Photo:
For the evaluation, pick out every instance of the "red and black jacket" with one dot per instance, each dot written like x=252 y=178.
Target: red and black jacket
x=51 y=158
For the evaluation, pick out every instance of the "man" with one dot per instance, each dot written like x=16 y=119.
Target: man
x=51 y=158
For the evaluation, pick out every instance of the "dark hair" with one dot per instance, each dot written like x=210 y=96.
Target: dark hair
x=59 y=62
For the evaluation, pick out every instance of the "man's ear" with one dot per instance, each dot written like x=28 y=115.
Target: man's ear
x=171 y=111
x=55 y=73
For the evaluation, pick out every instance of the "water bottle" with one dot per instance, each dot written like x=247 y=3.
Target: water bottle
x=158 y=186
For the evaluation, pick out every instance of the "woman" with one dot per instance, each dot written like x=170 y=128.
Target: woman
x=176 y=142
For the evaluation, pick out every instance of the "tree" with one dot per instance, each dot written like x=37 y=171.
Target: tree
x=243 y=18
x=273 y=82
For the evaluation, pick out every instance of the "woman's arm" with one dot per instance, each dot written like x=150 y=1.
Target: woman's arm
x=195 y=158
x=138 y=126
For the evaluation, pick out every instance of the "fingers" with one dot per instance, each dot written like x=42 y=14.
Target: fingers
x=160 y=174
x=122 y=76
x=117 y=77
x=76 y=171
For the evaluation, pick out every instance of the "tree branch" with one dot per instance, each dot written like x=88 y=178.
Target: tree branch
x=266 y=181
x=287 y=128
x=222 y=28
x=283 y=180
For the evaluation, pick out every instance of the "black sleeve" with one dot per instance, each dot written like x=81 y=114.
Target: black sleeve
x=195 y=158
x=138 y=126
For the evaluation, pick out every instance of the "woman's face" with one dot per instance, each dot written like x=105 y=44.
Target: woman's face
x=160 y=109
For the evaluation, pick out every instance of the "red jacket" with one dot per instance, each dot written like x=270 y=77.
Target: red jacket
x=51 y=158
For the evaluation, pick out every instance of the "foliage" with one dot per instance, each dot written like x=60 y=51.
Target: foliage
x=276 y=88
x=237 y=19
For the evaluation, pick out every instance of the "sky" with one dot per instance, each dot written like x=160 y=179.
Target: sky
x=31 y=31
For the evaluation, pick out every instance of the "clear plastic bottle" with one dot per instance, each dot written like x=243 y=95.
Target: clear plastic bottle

• **Task objective**: Repeat only the stretch of lines starting at the one containing "like x=270 y=77." and running to the final line of the entries above.

• **Solved exercise**:
For the evaluation, pick out every instance of the "red jacket" with one dot per instance, each dot written like x=270 y=77.
Target: red jacket
x=51 y=158
For the evaluation, pick out every instance of the "foliage" with one dot per instance, each dot written like x=60 y=51.
Target: foliage
x=276 y=88
x=237 y=19
For the evaluation, pick out every instance of the "sky" with one dot per instance, each dot written like x=160 y=179.
Target: sky
x=31 y=31
For the evaluation, pick out every instance of the "clear plastic bottle" with one dot per instance, each dot written like x=243 y=95.
Target: clear plastic bottle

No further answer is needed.